EXTRACTED INFORMATION -
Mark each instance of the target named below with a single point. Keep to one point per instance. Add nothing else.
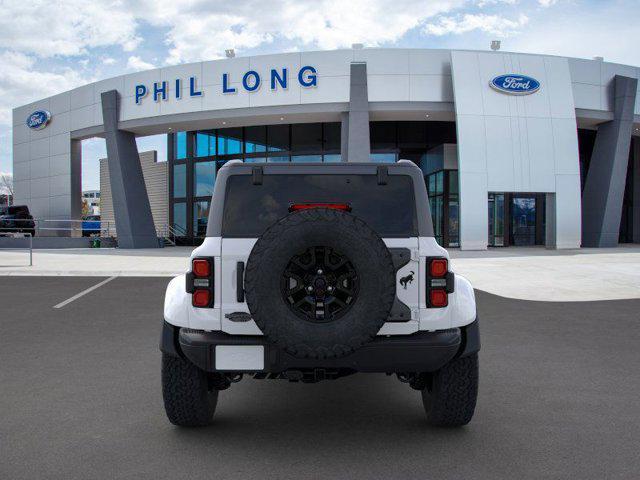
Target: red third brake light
(305, 206)
(438, 267)
(201, 268)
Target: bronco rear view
(315, 272)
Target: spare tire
(320, 283)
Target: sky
(48, 47)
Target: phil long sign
(274, 79)
(515, 84)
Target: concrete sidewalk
(553, 275)
(523, 273)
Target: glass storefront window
(200, 218)
(255, 139)
(306, 137)
(496, 219)
(278, 159)
(306, 158)
(332, 135)
(440, 182)
(181, 145)
(180, 180)
(383, 135)
(204, 177)
(278, 137)
(383, 157)
(229, 141)
(180, 217)
(453, 182)
(412, 134)
(205, 144)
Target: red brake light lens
(305, 206)
(200, 298)
(438, 267)
(438, 298)
(201, 268)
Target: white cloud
(135, 63)
(21, 83)
(491, 24)
(46, 28)
(203, 30)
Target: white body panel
(227, 252)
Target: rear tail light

DIRECTIONS FOR THIS TASK - From the first line to the last, copy the records exactly and skip the pictures.

EXPECTED OUTPUT -
Mark each instance of the target named below with a single point. Keep to one point per instance. Add nothing else.
Target: red third brake light
(305, 206)
(438, 267)
(201, 268)
Target: bronco rear view
(315, 272)
Target: spare tire
(320, 283)
Target: sky
(48, 47)
Target: phil long sign
(274, 79)
(515, 84)
Target: concrete sidewalk
(553, 275)
(523, 273)
Target: glass storefront window
(200, 218)
(255, 139)
(306, 137)
(496, 219)
(278, 159)
(306, 158)
(332, 135)
(440, 182)
(181, 145)
(180, 180)
(383, 135)
(204, 177)
(278, 137)
(383, 157)
(229, 141)
(180, 217)
(453, 182)
(412, 134)
(205, 144)
Target: red brake light lens
(305, 206)
(200, 298)
(438, 267)
(438, 298)
(201, 268)
Target: white cloud
(135, 63)
(21, 83)
(491, 24)
(46, 28)
(203, 30)
Target: white body panel
(227, 252)
Target: rear tail light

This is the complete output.